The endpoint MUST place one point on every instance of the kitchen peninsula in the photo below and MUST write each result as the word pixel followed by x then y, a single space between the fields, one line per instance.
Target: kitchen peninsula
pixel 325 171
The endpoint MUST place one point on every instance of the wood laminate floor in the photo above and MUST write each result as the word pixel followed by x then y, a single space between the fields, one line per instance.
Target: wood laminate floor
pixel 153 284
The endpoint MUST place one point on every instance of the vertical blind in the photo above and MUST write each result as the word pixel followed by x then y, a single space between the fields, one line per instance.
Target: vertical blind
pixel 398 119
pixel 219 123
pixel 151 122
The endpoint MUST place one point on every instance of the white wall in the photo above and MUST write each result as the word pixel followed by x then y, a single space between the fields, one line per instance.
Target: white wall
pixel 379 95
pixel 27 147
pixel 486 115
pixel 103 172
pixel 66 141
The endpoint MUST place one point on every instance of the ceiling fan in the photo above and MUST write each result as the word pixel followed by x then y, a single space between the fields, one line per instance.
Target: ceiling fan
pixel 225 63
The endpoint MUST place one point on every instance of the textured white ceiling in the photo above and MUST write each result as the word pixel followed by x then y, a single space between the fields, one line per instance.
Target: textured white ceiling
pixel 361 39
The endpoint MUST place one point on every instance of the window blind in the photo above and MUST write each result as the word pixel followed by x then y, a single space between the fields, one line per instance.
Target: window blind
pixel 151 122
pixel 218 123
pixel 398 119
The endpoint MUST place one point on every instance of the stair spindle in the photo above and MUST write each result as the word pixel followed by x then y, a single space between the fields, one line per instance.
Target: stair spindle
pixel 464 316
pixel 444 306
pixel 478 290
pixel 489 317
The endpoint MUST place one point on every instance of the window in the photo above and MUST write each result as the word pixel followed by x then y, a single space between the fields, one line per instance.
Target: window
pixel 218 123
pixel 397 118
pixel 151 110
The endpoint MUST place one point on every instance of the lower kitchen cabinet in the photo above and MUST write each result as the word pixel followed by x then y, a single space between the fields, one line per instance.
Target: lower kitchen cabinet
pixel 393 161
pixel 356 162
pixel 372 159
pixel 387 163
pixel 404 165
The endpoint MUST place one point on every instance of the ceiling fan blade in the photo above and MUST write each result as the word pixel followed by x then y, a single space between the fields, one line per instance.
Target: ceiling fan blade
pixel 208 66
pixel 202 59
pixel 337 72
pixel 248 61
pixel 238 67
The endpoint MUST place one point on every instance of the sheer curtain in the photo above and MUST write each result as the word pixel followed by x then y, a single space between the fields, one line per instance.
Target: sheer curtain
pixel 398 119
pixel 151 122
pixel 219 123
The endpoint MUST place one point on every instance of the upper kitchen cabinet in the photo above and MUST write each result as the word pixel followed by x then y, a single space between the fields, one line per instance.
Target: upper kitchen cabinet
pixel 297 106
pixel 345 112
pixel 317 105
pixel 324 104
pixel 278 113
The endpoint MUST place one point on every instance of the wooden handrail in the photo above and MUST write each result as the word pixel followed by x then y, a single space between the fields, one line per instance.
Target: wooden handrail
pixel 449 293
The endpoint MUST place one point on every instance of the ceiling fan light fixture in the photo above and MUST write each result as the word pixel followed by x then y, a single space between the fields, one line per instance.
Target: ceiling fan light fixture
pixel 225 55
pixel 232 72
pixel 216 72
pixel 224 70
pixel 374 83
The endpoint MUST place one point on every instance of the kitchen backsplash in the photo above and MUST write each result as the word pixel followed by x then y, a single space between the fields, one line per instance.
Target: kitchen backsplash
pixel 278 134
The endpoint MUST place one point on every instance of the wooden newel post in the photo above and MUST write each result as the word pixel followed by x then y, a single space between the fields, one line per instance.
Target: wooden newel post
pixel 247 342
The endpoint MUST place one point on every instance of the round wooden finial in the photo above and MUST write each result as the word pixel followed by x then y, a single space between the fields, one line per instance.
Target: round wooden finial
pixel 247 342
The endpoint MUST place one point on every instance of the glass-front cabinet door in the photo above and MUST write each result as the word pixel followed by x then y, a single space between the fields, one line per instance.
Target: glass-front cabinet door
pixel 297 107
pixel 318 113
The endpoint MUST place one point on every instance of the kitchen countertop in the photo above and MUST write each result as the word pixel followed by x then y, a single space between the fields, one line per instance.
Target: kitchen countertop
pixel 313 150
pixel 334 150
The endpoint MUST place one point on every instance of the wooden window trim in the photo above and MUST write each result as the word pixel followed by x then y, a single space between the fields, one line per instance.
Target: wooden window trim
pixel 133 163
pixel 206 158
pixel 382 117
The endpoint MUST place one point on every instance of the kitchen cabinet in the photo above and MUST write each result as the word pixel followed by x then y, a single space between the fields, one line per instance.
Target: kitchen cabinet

*WORK TO DO:* Copy all of the data above word for word, keeping every line in its original order.

*THE ANSWER:*
The endpoint MUST place one point on every instance of the kitchen peninsula in the photo below and MUST write each result as the word pixel followed by x then y, a single space between the fields, one line per instance.
Target: kitchen peninsula
pixel 325 171
The endpoint MUST place one point on every instance of the wood laminate floor in the photo above and MUST write each result as the word pixel followed by x then y, a single space between the fields, one line per instance.
Target: wood laminate floor
pixel 153 284
The endpoint MUST place one point on every instance of the vertical blind in the photo above and MUST write each result as the word pixel followed by x then y, a single space between the fields, one line per instance.
Target: vertical blind
pixel 398 119
pixel 219 123
pixel 151 122
The endpoint MUST place one point on every instance of the white wall in the photo above and MUST write each result as the word pixel followed by x then y, a single space between the fields, one line per instance.
Target: white wall
pixel 379 95
pixel 27 147
pixel 486 115
pixel 103 172
pixel 66 141
The endpoint MUST place one point on every instance of the ceiling fan in the photo above and MUST write each result as the word pixel followed by x then y, a single space between the fields, one line per instance.
Target: ceiling fan
pixel 225 63
The endpoint MUST place one point on every instance of the textured white ceiling in the photo above and MUST write each result as the word pixel followed by x then y, a single space between the fields, one line per instance.
Target: textured white ceiling
pixel 361 39
The endpoint MUST place one point on every instance of the window blind in the photo above and MUST write each result as the word pixel followed by x then y, a single space between the fields, one line per instance.
Target: window blind
pixel 151 122
pixel 218 123
pixel 398 119
The endpoint MUST place one point on every instance of the stair spindle in the photo above and MUST write each result as the word pixel followed by x then y, a single space between the fields, one line per instance.
Target: stair spindle
pixel 464 316
pixel 444 306
pixel 478 290
pixel 489 317
The endpoint MUST place one point on every instance of the window in the photo above and MUST write each result as the word pixel followed by x then y, a single space between the fields, one line per instance.
Target: window
pixel 218 123
pixel 397 118
pixel 151 110
The endpoint MUST place one point on every instance of the lower kitchen cabinet in the photo above and MUST write each result as the word pixel followed by x then y, a single space between the fields, one line per instance.
Target: lower kitchen cabinet
pixel 393 161
pixel 356 162
pixel 372 159
pixel 387 163
pixel 404 165
The endpoint MUST place one point on every instance of the ceiling fan blade in the photo above and MUST write each result as the word pixel followed by x then y, a single space between the fields, one line per instance.
Target: ceiling fan blade
pixel 208 66
pixel 202 59
pixel 337 72
pixel 248 61
pixel 238 67
The endpoint MUST place one point on every instance of the sheer curtain in the photo above and MUST write each result as the word pixel followed by x then y, a single space between the fields, one line per instance.
Target: sheer curtain
pixel 398 119
pixel 151 122
pixel 219 123
The endpoint MUST place one point on every instance of the upper kitchen cabinet in the photo above and MUST write each result as the word pixel followed by x then y, a single space between the fields, one line per instance.
Target: upper kitchen cabinet
pixel 297 106
pixel 345 112
pixel 317 105
pixel 324 104
pixel 278 113
The endpoint MUST place one point on every instance of the wooden handrail in the photo above and MUST write each result as the word pixel followed by x then y, a single space between the fields, one line per instance.
Target: wooden handrail
pixel 449 293
The endpoint MUST place one point on every instance of the ceiling fan light fixture in the photo above and MUST write each result as the word pixel followed by x then y, a single space between the fields, one line per instance.
Target: ceiling fan light fixture
pixel 225 55
pixel 232 72
pixel 216 72
pixel 224 70
pixel 374 83
The endpoint MUST place one point on every instance of the kitchen backsplash in the photo above and MUST write each result as the word pixel followed by x then y, a single space between the fields, one line per instance.
Target: kitchen backsplash
pixel 278 134
The endpoint MUST place one point on every instance of the wooden newel post in the photo above and MUST write each result as the word pixel followed by x then y, a single space between the fields, one line per instance.
Target: wooden newel post
pixel 247 342
The endpoint MUST place one point on every instance of the round wooden finial in the photo above and MUST write each result as the word pixel followed by x then y, a single space between the fields, one line per instance.
Target: round wooden finial
pixel 247 342
The endpoint MUST place one point on every instance of the glass-front cabinet door in the photo above and MUST write each result as the word pixel followed by x then y, a single space between the fields, one line per instance.
Target: glass-front cabinet door
pixel 297 107
pixel 318 113
The endpoint MUST place one point on every instance of the kitchen countertop in the photo above and MUST write each result as the word pixel followed by x then y, a single space between the fields, one line per instance.
Target: kitchen countertop
pixel 313 150
pixel 334 150
The endpoint MUST place one point on every instance of the wooden window trim in the photo above and MUST write each result as the word pixel followed by x then y, a single space between the fields, one line per instance.
Target: wooden window trim
pixel 133 163
pixel 206 158
pixel 382 117
The endpoint MUST place one point on every instance of the kitchen cabinet in the photo above and MUST write each result as the word pixel followed by x then y, a single space between the fields, one line per instance.
Target: kitchen cabinet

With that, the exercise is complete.